-- EXERCISE INSTRUCTIONS --
Repeat exactly the lines of the listing from the line containing "Place a pin on every instance of the green running" through its last line, and nothing beyond them.

[Photo-based point labeling data]
..........
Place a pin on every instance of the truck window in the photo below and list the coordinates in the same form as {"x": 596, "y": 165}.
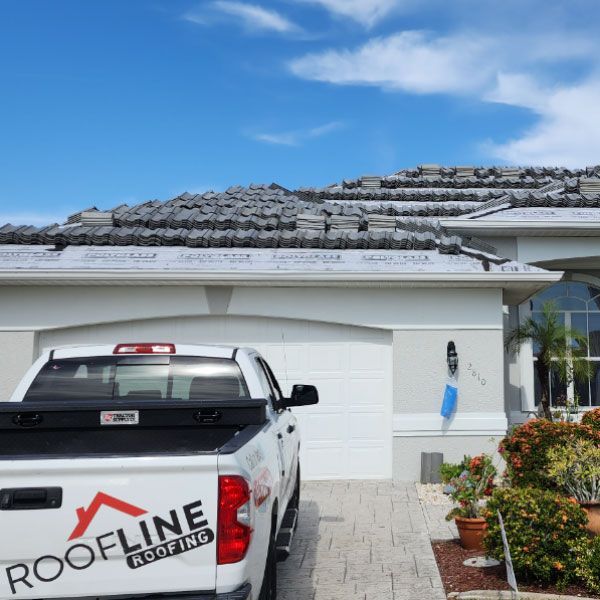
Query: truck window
{"x": 268, "y": 379}
{"x": 139, "y": 377}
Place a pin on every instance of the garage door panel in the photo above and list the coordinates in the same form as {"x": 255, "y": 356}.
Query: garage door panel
{"x": 367, "y": 391}
{"x": 348, "y": 434}
{"x": 367, "y": 357}
{"x": 367, "y": 426}
{"x": 367, "y": 459}
{"x": 326, "y": 358}
{"x": 324, "y": 463}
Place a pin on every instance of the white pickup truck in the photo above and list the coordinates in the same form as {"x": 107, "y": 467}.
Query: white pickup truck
{"x": 148, "y": 471}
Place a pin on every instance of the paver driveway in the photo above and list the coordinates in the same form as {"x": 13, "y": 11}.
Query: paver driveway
{"x": 367, "y": 540}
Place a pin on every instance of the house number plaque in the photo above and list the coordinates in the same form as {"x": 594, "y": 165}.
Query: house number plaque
{"x": 476, "y": 374}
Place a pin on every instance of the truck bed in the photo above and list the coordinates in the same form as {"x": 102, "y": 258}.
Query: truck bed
{"x": 126, "y": 428}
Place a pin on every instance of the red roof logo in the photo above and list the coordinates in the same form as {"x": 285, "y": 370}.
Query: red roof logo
{"x": 86, "y": 515}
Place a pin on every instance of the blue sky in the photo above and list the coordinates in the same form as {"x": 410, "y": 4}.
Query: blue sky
{"x": 111, "y": 101}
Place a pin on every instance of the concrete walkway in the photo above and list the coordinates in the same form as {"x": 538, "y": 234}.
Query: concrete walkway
{"x": 367, "y": 540}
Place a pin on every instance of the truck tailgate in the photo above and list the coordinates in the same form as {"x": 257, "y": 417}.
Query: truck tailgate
{"x": 103, "y": 526}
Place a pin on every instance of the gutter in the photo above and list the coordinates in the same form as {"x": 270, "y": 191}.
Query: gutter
{"x": 538, "y": 228}
{"x": 270, "y": 277}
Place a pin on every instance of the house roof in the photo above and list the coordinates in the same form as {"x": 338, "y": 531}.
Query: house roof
{"x": 396, "y": 212}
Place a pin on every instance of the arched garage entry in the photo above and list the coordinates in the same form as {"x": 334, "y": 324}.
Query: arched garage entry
{"x": 349, "y": 434}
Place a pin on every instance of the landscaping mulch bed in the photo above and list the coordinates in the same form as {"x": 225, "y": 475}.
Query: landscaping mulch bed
{"x": 458, "y": 578}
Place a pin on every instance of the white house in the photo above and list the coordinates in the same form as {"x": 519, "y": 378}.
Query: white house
{"x": 357, "y": 288}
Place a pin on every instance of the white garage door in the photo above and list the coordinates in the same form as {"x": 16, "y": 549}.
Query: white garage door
{"x": 348, "y": 435}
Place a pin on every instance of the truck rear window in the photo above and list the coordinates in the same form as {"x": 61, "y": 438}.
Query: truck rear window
{"x": 139, "y": 378}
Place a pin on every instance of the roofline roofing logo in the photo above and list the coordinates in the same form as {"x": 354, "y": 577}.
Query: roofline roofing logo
{"x": 86, "y": 516}
{"x": 149, "y": 540}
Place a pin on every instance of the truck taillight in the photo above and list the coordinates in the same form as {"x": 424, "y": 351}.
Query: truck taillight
{"x": 233, "y": 521}
{"x": 144, "y": 349}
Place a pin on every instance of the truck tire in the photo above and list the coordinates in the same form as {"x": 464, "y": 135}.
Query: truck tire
{"x": 268, "y": 591}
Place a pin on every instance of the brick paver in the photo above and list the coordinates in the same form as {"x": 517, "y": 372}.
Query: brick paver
{"x": 363, "y": 540}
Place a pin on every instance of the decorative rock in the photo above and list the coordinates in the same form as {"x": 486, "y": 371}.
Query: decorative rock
{"x": 481, "y": 562}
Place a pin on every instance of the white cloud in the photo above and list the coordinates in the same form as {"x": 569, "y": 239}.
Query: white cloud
{"x": 253, "y": 16}
{"x": 31, "y": 218}
{"x": 410, "y": 61}
{"x": 367, "y": 12}
{"x": 297, "y": 137}
{"x": 509, "y": 70}
{"x": 567, "y": 132}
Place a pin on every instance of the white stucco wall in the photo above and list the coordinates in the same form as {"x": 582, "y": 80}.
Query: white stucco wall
{"x": 38, "y": 308}
{"x": 17, "y": 350}
{"x": 420, "y": 370}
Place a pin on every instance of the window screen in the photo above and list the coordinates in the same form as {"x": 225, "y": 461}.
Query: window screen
{"x": 139, "y": 377}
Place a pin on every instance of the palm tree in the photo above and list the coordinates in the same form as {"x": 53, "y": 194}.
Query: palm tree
{"x": 560, "y": 348}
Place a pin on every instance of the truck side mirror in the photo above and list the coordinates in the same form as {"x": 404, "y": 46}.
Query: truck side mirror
{"x": 302, "y": 395}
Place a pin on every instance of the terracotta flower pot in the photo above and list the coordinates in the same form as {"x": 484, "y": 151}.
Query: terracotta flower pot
{"x": 471, "y": 532}
{"x": 593, "y": 512}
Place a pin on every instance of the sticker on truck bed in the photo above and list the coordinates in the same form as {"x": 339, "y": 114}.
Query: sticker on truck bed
{"x": 119, "y": 417}
{"x": 186, "y": 522}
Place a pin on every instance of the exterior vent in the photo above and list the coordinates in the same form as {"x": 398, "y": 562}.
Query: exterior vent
{"x": 96, "y": 219}
{"x": 589, "y": 185}
{"x": 370, "y": 181}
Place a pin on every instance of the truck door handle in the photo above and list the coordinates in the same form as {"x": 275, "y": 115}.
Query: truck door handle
{"x": 28, "y": 419}
{"x": 30, "y": 498}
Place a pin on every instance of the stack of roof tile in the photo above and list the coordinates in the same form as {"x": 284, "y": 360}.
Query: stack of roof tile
{"x": 95, "y": 217}
{"x": 430, "y": 170}
{"x": 310, "y": 221}
{"x": 344, "y": 222}
{"x": 465, "y": 172}
{"x": 589, "y": 185}
{"x": 382, "y": 222}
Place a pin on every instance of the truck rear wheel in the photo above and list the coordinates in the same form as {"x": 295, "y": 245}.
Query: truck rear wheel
{"x": 268, "y": 590}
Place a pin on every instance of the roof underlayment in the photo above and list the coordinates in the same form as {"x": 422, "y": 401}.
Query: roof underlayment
{"x": 395, "y": 217}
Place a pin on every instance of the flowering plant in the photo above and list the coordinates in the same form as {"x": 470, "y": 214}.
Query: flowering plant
{"x": 471, "y": 487}
{"x": 525, "y": 450}
{"x": 575, "y": 468}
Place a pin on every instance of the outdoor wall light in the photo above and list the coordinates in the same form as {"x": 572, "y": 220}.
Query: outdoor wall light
{"x": 452, "y": 357}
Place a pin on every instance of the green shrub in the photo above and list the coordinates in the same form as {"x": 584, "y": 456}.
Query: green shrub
{"x": 588, "y": 564}
{"x": 525, "y": 449}
{"x": 449, "y": 471}
{"x": 472, "y": 486}
{"x": 575, "y": 469}
{"x": 591, "y": 418}
{"x": 543, "y": 529}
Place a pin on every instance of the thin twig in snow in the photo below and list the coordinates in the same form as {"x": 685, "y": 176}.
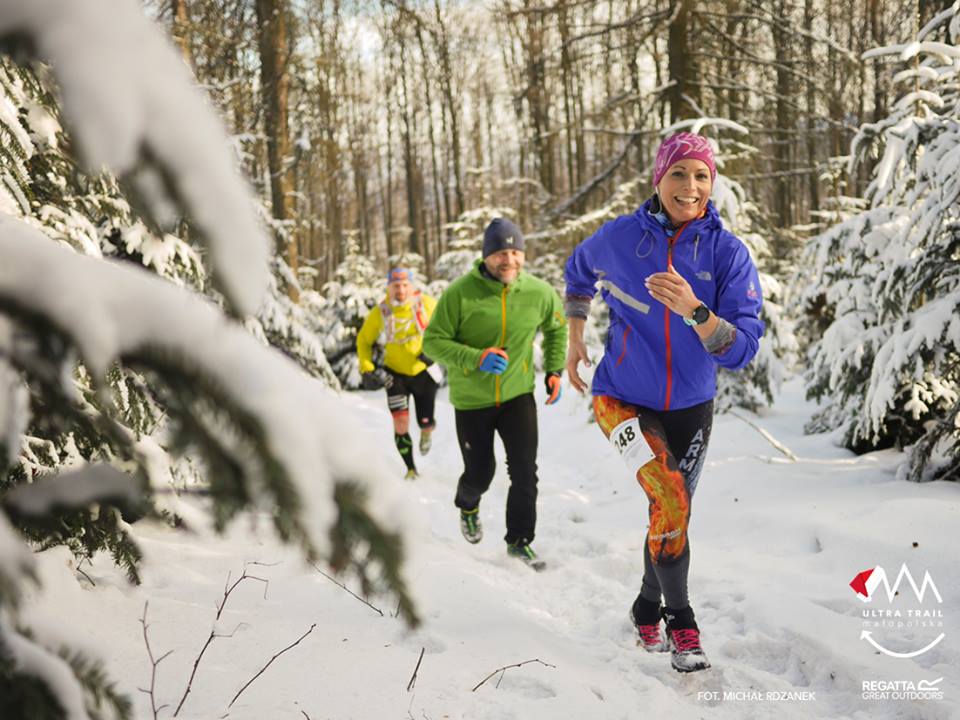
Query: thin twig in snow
{"x": 80, "y": 570}
{"x": 413, "y": 678}
{"x": 340, "y": 584}
{"x": 769, "y": 438}
{"x": 227, "y": 589}
{"x": 269, "y": 662}
{"x": 153, "y": 665}
{"x": 507, "y": 667}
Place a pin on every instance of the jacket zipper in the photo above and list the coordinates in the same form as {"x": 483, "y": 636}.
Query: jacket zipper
{"x": 666, "y": 320}
{"x": 503, "y": 338}
{"x": 623, "y": 351}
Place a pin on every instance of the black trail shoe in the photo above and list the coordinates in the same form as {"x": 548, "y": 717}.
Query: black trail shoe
{"x": 470, "y": 526}
{"x": 645, "y": 616}
{"x": 683, "y": 638}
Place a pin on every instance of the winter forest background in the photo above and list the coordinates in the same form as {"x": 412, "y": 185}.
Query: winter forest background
{"x": 141, "y": 312}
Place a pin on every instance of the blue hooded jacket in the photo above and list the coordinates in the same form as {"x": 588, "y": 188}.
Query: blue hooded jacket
{"x": 652, "y": 358}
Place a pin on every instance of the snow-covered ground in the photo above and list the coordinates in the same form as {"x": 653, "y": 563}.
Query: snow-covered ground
{"x": 775, "y": 545}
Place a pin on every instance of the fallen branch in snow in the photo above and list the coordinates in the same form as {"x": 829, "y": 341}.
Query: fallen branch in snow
{"x": 413, "y": 678}
{"x": 769, "y": 438}
{"x": 227, "y": 589}
{"x": 153, "y": 665}
{"x": 269, "y": 662}
{"x": 507, "y": 667}
{"x": 340, "y": 584}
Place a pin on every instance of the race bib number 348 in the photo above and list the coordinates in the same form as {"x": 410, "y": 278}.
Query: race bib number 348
{"x": 632, "y": 446}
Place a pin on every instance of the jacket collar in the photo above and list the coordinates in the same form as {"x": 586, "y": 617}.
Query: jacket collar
{"x": 480, "y": 271}
{"x": 651, "y": 216}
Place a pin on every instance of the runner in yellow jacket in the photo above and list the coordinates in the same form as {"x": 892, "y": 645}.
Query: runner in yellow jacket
{"x": 402, "y": 316}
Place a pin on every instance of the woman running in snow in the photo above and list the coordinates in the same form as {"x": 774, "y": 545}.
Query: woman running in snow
{"x": 684, "y": 298}
{"x": 402, "y": 316}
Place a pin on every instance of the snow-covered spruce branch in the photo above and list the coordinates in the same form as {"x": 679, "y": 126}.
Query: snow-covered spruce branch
{"x": 168, "y": 144}
{"x": 269, "y": 433}
{"x": 269, "y": 663}
{"x": 507, "y": 667}
{"x": 227, "y": 591}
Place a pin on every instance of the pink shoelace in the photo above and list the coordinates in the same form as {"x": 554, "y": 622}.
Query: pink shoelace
{"x": 686, "y": 640}
{"x": 649, "y": 634}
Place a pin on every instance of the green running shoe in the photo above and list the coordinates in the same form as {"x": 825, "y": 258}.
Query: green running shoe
{"x": 522, "y": 551}
{"x": 470, "y": 525}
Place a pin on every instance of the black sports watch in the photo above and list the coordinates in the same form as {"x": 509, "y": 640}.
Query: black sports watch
{"x": 699, "y": 316}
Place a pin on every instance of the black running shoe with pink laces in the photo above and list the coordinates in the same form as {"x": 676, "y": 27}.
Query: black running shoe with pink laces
{"x": 683, "y": 639}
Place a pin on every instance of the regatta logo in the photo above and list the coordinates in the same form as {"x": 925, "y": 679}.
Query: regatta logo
{"x": 865, "y": 584}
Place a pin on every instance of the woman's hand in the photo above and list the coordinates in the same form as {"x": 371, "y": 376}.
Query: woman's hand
{"x": 672, "y": 290}
{"x": 576, "y": 353}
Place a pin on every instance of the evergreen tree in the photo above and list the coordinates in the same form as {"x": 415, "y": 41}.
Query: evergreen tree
{"x": 886, "y": 282}
{"x": 94, "y": 352}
..........
-- RIGHT ANSWER --
Place a pin on every instance of the green running shoe in the photo above and list the coordinates in the same form as {"x": 825, "y": 258}.
Query: green running shoe
{"x": 522, "y": 551}
{"x": 470, "y": 525}
Place a pin on every instance of the black sports watch in the photo above and list the coordinates in the same form as {"x": 509, "y": 640}.
Query: black sports watch
{"x": 699, "y": 316}
Place a pin on every instance of the black running shoe with pink laces in the photo above and list the coordinates in the same form as {"x": 676, "y": 27}.
Query: black running shoe with pink laces
{"x": 683, "y": 639}
Place a pin on every instance of the regatta logo in the photo above and list the coordinates in the same form as {"x": 925, "y": 679}.
Query: regatta logo
{"x": 865, "y": 584}
Place a pin on every instance of the woman's hand in the photo above and list the coordinates in the same form as {"x": 371, "y": 376}.
Query: woman's hand
{"x": 672, "y": 290}
{"x": 576, "y": 353}
Place a pin on every instance of the evergreen tree in the photo above and list the coordinates in the same form as {"x": 415, "y": 41}.
Query: evergreen tree
{"x": 886, "y": 282}
{"x": 94, "y": 352}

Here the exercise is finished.